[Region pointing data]
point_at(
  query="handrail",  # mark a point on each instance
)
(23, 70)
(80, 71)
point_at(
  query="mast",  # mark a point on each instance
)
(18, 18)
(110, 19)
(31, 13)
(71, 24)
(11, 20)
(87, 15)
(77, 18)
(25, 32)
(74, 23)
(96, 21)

*What you have to do:* Set down the entries again, exactly as they stand above.

*Expected answer:*
point_at(
  query="handrail",  # mark a point on each instance
)
(23, 70)
(80, 71)
point_at(
  query="mast",  # mark a point on each instance
)
(18, 18)
(110, 19)
(31, 13)
(71, 24)
(11, 20)
(87, 15)
(77, 18)
(25, 32)
(74, 23)
(96, 21)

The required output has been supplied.